- TASK GOAL: Each entry needs to be repeated exactly, with nothing added or removed.

[Saved data entries]
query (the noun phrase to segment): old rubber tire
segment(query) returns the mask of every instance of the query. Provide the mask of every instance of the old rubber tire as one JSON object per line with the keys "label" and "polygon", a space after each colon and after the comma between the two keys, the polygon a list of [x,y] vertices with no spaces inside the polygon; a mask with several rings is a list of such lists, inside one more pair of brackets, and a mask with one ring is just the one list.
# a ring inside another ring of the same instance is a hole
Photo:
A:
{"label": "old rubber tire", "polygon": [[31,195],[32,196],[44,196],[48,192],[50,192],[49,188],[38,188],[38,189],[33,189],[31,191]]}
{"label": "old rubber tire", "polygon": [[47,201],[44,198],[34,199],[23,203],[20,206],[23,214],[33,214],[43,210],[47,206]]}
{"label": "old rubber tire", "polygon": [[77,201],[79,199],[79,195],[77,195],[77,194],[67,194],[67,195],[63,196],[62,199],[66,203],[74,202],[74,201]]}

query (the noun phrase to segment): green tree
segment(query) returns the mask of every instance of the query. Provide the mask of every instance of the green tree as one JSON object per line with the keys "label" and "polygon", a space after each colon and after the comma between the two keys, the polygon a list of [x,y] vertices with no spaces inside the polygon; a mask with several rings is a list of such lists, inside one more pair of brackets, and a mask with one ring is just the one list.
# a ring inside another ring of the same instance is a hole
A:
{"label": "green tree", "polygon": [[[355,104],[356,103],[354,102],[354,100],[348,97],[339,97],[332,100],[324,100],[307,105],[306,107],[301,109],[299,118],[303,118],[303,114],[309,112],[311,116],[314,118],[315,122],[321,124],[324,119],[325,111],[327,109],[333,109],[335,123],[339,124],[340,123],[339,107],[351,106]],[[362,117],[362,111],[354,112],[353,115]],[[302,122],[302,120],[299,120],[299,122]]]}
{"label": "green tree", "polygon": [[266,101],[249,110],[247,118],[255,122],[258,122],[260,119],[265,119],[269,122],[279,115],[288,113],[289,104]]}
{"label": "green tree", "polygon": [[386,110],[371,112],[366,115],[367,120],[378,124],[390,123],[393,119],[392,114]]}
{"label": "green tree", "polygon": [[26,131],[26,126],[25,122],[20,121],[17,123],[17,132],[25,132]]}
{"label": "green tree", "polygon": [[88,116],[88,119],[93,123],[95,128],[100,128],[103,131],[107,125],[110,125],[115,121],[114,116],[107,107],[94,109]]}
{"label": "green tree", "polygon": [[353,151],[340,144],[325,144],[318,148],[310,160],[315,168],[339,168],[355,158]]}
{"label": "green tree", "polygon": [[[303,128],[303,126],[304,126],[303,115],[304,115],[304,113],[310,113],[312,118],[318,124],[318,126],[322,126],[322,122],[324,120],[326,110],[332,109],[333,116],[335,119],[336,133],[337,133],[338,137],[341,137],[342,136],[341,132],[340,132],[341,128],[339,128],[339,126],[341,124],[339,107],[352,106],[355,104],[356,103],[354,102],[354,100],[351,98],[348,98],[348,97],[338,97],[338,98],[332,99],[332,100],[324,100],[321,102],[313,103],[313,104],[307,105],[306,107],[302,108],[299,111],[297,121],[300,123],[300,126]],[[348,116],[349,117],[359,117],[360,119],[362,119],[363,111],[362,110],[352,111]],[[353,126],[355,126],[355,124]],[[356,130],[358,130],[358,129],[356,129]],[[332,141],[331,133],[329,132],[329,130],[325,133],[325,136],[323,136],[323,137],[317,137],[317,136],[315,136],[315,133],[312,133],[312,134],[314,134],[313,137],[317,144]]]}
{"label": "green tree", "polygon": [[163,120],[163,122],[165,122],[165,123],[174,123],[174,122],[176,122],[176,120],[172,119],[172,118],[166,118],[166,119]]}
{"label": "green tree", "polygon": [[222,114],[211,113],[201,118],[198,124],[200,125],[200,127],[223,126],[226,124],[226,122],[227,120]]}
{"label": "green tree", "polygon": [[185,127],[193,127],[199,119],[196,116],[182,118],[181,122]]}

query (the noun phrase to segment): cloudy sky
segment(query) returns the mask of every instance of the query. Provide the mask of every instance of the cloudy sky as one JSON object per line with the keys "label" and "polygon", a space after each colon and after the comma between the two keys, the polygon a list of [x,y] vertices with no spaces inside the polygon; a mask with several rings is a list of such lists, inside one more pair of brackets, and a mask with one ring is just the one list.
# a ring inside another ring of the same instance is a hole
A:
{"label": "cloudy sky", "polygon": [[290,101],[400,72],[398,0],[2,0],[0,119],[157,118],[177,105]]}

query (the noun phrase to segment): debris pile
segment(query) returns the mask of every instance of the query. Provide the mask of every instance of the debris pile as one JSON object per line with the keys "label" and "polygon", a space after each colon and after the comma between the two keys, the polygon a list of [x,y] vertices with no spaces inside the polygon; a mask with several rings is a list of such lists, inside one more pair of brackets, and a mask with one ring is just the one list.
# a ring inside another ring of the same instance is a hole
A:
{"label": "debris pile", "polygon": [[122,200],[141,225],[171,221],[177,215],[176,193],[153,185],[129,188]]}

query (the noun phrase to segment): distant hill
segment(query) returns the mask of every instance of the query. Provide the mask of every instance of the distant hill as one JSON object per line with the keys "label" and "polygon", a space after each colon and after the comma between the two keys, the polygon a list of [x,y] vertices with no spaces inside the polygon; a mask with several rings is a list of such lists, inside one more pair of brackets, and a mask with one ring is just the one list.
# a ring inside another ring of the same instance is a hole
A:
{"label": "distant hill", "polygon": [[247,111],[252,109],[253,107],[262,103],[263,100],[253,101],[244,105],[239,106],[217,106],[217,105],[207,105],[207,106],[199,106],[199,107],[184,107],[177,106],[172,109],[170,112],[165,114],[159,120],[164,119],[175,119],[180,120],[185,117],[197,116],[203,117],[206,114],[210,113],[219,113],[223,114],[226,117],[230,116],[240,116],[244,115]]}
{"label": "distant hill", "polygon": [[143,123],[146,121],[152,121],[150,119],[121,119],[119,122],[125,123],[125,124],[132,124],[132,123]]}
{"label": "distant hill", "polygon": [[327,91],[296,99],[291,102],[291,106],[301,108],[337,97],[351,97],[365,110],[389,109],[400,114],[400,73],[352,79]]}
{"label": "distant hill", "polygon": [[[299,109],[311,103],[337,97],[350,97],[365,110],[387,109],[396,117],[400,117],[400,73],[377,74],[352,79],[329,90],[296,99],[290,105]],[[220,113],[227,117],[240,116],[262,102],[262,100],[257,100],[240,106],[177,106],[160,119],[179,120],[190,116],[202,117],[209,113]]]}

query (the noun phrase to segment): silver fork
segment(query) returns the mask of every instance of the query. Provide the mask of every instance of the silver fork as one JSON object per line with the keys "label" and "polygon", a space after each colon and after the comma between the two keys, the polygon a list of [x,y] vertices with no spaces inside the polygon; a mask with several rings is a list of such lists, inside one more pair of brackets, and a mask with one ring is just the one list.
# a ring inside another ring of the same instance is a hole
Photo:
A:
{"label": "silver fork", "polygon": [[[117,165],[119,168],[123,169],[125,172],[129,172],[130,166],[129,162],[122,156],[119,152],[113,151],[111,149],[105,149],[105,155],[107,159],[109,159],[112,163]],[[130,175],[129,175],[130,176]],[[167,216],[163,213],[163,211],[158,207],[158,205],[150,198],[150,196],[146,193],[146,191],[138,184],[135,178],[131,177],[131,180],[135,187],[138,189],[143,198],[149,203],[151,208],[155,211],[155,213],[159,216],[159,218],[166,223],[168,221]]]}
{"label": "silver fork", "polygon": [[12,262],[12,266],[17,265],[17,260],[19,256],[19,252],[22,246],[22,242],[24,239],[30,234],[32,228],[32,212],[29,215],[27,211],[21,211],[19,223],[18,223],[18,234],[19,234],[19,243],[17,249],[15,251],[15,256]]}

- EXERCISE SOLUTION:
query (the noun phrase to segment): old rubber tire
segment(query) returns the mask of every instance of the query. Provide the mask of every instance of the old rubber tire as one JSON object per line with the keys "label" and "polygon", a space after each colon and after the comma between the two keys, the polygon a list of [x,y] vertices with no spaces inside the polygon; a mask with several rings is a list of such lists, inside one more pair of brackets, and a mask with one ring is just the one list.
# a ring inside another ring of the same instance is a hole
Photo:
A:
{"label": "old rubber tire", "polygon": [[31,195],[32,196],[44,196],[48,192],[50,192],[49,188],[38,188],[38,189],[33,189],[31,191]]}
{"label": "old rubber tire", "polygon": [[47,201],[44,198],[34,199],[23,203],[20,206],[23,214],[33,214],[43,210],[47,206]]}
{"label": "old rubber tire", "polygon": [[77,201],[79,199],[79,195],[77,195],[77,194],[67,194],[67,195],[63,196],[62,199],[66,203],[74,202],[74,201]]}

query (the noun phrase to segment): green tree
segment(query) returns the mask of every instance of the query. Provide the mask of every instance of the green tree as one JSON object per line with the keys "label" and "polygon", a space after each colon and after the comma between the two keys, the polygon a list of [x,y] vertices with no spaces inside the polygon; a mask with several rings is a list of such lists, inside one more pair of brackets, and a mask with one ring is just the one list.
# a ring inside another ring of the same instance is a hole
A:
{"label": "green tree", "polygon": [[[355,104],[356,103],[354,102],[354,100],[348,97],[339,97],[332,100],[324,100],[307,105],[306,107],[301,109],[299,118],[303,118],[303,114],[309,112],[311,116],[314,118],[315,122],[321,124],[324,119],[325,111],[327,109],[333,109],[335,123],[339,124],[340,123],[339,107],[351,106]],[[362,117],[362,111],[354,112],[353,115]],[[302,122],[302,120],[299,120],[299,122]]]}
{"label": "green tree", "polygon": [[266,101],[249,110],[247,118],[255,122],[258,122],[260,119],[265,119],[269,122],[279,115],[288,113],[289,104]]}
{"label": "green tree", "polygon": [[386,110],[371,112],[366,115],[367,120],[378,124],[390,123],[393,119],[392,114]]}
{"label": "green tree", "polygon": [[26,131],[26,126],[25,122],[20,121],[17,123],[17,132],[25,132]]}
{"label": "green tree", "polygon": [[88,116],[88,119],[93,123],[95,128],[100,128],[103,131],[107,125],[110,125],[115,121],[114,116],[107,107],[94,109]]}
{"label": "green tree", "polygon": [[353,151],[340,144],[325,144],[318,148],[310,160],[315,168],[339,168],[355,158]]}
{"label": "green tree", "polygon": [[[303,128],[303,126],[304,126],[303,115],[304,115],[304,113],[310,113],[312,118],[318,124],[318,126],[322,126],[322,122],[324,120],[326,110],[332,109],[333,116],[335,119],[336,133],[337,133],[338,137],[341,137],[342,136],[341,132],[340,132],[341,128],[339,128],[339,126],[341,124],[339,107],[352,106],[355,104],[356,103],[354,102],[354,100],[351,98],[348,98],[348,97],[338,97],[338,98],[332,99],[332,100],[324,100],[321,102],[313,103],[313,104],[307,105],[306,107],[302,108],[299,111],[297,121],[300,123],[300,126]],[[348,116],[349,117],[359,117],[360,119],[362,119],[363,111],[362,110],[352,111]],[[353,126],[355,126],[355,124]],[[356,130],[358,130],[358,129],[356,129]],[[332,141],[331,133],[329,132],[329,130],[325,133],[325,136],[323,136],[323,137],[317,137],[317,136],[315,136],[315,133],[312,133],[312,134],[314,134],[313,137],[317,144]]]}
{"label": "green tree", "polygon": [[163,120],[163,122],[165,122],[165,123],[174,123],[174,122],[176,122],[176,120],[172,119],[172,118],[166,118],[166,119]]}
{"label": "green tree", "polygon": [[222,114],[211,113],[201,118],[198,124],[200,125],[200,127],[223,126],[226,124],[226,122],[227,120]]}
{"label": "green tree", "polygon": [[185,127],[193,127],[199,119],[196,116],[182,118],[181,122]]}

query (the noun phrase to segment): cloudy sky
segment(query) returns the mask of every instance of the query. Provide the mask of every instance of the cloudy sky as one JSON object per line with the keys "label" and "polygon", a space after each colon and after the comma between the two keys, the polygon a list of [x,y] vertices with no spaces inside the polygon; a mask with several rings is a list of such lists, inside one more pair of brackets, and a mask with one ring is just the one list.
# a ring inside another ring of the same instance is a hole
A:
{"label": "cloudy sky", "polygon": [[290,101],[400,72],[398,0],[2,0],[0,119],[157,118],[177,105]]}

query (the noun phrase to segment): debris pile
segment(query) returns the mask of every instance of the query. Provide the mask of every instance of the debris pile as one JSON object per line with the keys "label" and "polygon", a space after each colon and after the comma between the two keys, the polygon a list of [x,y] vertices with no spaces inside the polygon; a mask with several rings is a list of such lists, inside one more pair of brackets, and a mask with one ring is just the one list.
# a ring inside another ring of the same instance is a hole
A:
{"label": "debris pile", "polygon": [[122,200],[141,225],[171,221],[177,215],[176,193],[153,185],[129,188]]}

query (the noun phrase to segment): distant hill
segment(query) returns the mask of every instance of the query. Provide the mask of every instance of the distant hill as one JSON object per line with the keys "label" and "polygon", a space after each colon and after the comma between the two keys, the polygon a list of [x,y] vertices with no spaces inside the polygon; a mask with several rings is a list of such lists, inside one more pair of brackets, and a mask with one ring is just the one list.
# a ring inside another ring of the same instance is a hole
A:
{"label": "distant hill", "polygon": [[247,111],[252,109],[253,107],[262,103],[263,100],[253,101],[244,105],[239,106],[217,106],[217,105],[207,105],[207,106],[199,106],[199,107],[184,107],[177,106],[172,109],[170,112],[165,114],[159,120],[164,119],[175,119],[180,120],[185,117],[197,116],[203,117],[206,114],[210,113],[219,113],[223,114],[226,117],[230,116],[240,116],[244,115]]}
{"label": "distant hill", "polygon": [[143,123],[146,121],[152,121],[150,119],[121,119],[119,122],[125,123],[125,124],[132,124],[132,123]]}
{"label": "distant hill", "polygon": [[327,91],[296,99],[291,102],[291,106],[301,108],[337,97],[351,97],[365,110],[389,109],[400,114],[400,73],[352,79]]}
{"label": "distant hill", "polygon": [[[299,109],[311,103],[337,97],[350,97],[365,110],[387,109],[396,117],[400,117],[400,73],[377,74],[352,79],[329,90],[296,99],[290,105]],[[220,113],[227,117],[240,116],[262,102],[262,100],[257,100],[240,106],[177,106],[160,119],[179,120],[190,116],[202,117],[209,113]]]}

query (the noun phrase to segment): silver fork
segment(query) returns the mask of every instance of the query. Provide the mask of every instance of the silver fork as one JSON object per line with the keys "label" and "polygon", a space after each colon and after the comma between the two keys, the polygon a list of [x,y] vertices with no spaces inside the polygon; a mask with several rings is a list of such lists, inside one more pair of brackets, and a mask with one ring is just the one list.
# a ring inside another ring of the same instance is a hole
Photo:
A:
{"label": "silver fork", "polygon": [[[117,165],[119,168],[123,169],[125,172],[129,172],[130,166],[129,162],[122,156],[119,152],[113,151],[111,149],[105,149],[105,155],[107,159],[109,159],[112,163]],[[130,175],[129,175],[130,176]],[[167,216],[163,213],[163,211],[158,207],[158,205],[150,198],[150,196],[146,193],[146,191],[138,184],[135,178],[131,177],[131,180],[135,187],[138,189],[143,198],[149,203],[151,208],[155,211],[155,213],[159,216],[159,218],[166,223],[168,221]]]}
{"label": "silver fork", "polygon": [[12,262],[12,266],[17,265],[17,260],[19,256],[19,252],[22,246],[22,242],[24,239],[30,234],[32,228],[32,212],[29,215],[27,211],[21,211],[19,223],[18,223],[18,234],[19,234],[19,243],[17,249],[15,251],[15,256]]}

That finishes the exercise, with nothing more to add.